Goals.
**A)** Answer these three questions using the page on data management systems, one answer per line, marked the same way:
(i) Which widely used software is named as an application of the caching work?
(ii) Which company in the content delivery domain is said to have taken notice of the work?
(iii) By what names is the combination of batch processing, real-time stream analytics, and a serving layer commonly known?
**B)** Write the next part of the page on data management systems, picking up after its final sentence.

*** Text to read ***

Data Management Systems

This line of work is dedicated the design of data management systems, including traditional relational databases, distributed data stores, in-memory data stores, and software-defined storage systems.

In-memory data stores

The focus of our work is on a key aspect in which in-memory data stores have seen widespread use: data caching. Modern Web-scale applications attract very large numbers of users, which expect services to be responsive at all times: latency plays a crucial role in the perceived Quality of Experience (QoE), which determines to a large extent the popularity and success of competing services. While the problem of caching has received a lot of attention from the computer science and architecture communities, several problems have remained largely unaddressed:

  • Data calcification, which arise in realistic cases when the demand for data evolves in time
  • Non-uniform data access costs, which permeates most of modern Web services
  • Allocation of memory resources, which calls for provably optimal caching policies

We attack such problems both from a theoretical point of view (using tools akin to probabilisti algorithm design and analysis) and from a practical perspective, with applications to widely used software such as Memcached. Our work has also attracted the attention of key players in the content delivery domain, and in particular of Akamai Technologies.

RAW data processing

In recent years, modern large-scale data analysis systems have flourished. The batch-oriented nature of such systems has been complemented by additional components that offer (near) real-time analytics on data streams, and a serving layer to exposed processed data to the end-users. The communion of these approaches is now commonly known as the Lambda or Kappa Architecture. One of the major limitations of current approaches is that they require an expensive transform/load phase to, e.g., move data from a distributed file-system to a RDBMs, which might be impossible to amortize, in particular in scenarios with a narrow processing window, i.e., when working on temporary data.

*** Record extracts ***

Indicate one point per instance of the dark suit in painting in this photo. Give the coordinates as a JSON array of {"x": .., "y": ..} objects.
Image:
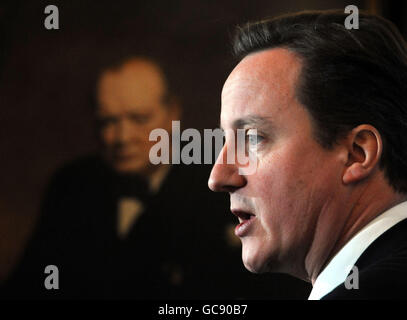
[{"x": 382, "y": 269}]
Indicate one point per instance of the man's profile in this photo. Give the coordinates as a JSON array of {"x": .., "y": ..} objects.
[{"x": 330, "y": 109}]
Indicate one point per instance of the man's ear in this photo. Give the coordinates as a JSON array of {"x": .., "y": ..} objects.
[
  {"x": 364, "y": 146},
  {"x": 174, "y": 109}
]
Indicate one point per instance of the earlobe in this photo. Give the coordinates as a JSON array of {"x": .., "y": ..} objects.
[{"x": 364, "y": 145}]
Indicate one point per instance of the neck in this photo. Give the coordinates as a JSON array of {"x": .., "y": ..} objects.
[{"x": 365, "y": 203}]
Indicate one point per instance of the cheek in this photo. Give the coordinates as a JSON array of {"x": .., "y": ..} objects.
[{"x": 107, "y": 135}]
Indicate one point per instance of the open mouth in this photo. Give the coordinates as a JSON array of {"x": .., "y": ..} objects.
[{"x": 245, "y": 221}]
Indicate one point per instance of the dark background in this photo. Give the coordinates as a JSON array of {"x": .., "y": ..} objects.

***

Answers provided.
**A)**
(i) Memcached
(ii) Akamai Technologies
(iii) The Lambda or Kappa Architecture

**B)**
Although many SQL-on-Hadoop systems emerged recently, they are not well designed for (short- lived) ad-hoc queries, especially when the data remains in its native, uncompressed, format such as text-based CSV files. To achieve high performance, these systems prefer to convert data into their specific column-based data format, e.g., ORC and Parquet. This works perfectly when both data and analytic queries (that is, the full workload) are in their final production stage. Namely, these self-describing, optimized data formats play an increasing role in modern data analytics, and this especially becomes true once data has been cleansed, queries have been well designed, and analytics algorithms have been tuned.

However, when users perform data exploration tasks and algorithm tuning, that is when the data is temporary, the original data format typically remains unchanged – in this case, premature data format optimization is typically avoided, and simple text-based formats such as CSV and JSON files are preferred. In this scenario, current integrated data analytics systems can under-perform. Notably, they often fail to leverage decades old techniques for optimizing the performance of (distributed) RDBMSs, e.g., indexing, which is usually not supported.

We thus propose DiNoDB, an interactive-speed query engine that addresses the above issues. Our approach is based on a seamless integration of batch processing systems (e.g., Hadoop MapReduce and Apache Spark) with a distributed, fault-tolerant and scalable interactive query engine for in-situ analytics on temporary data.

Data cleaning

A pervasive problem related to Big Data analytics is that of “dirty” data. Indeed, we live in a world where decisions are often based on analytics applications that process continuous streams of data. Typically, data streams are combined and summarized to obtain a succinct representation thereof: analytics applications rely on such representations to make predictions, and to create reports, dashboards and visualizations. All these applications expect the data, and their representation, to meet certain quality criteria. Data quality issues interfere with these representations and distort the data, leading to misleading analysis outcomes and potentially bad decisions. As such, a range of data cleaning techniques were proposed recently. However, most of them focus on “batch” data cleaning, by processing static data stored in data warehouses, thus neglecting the important class of streaming data.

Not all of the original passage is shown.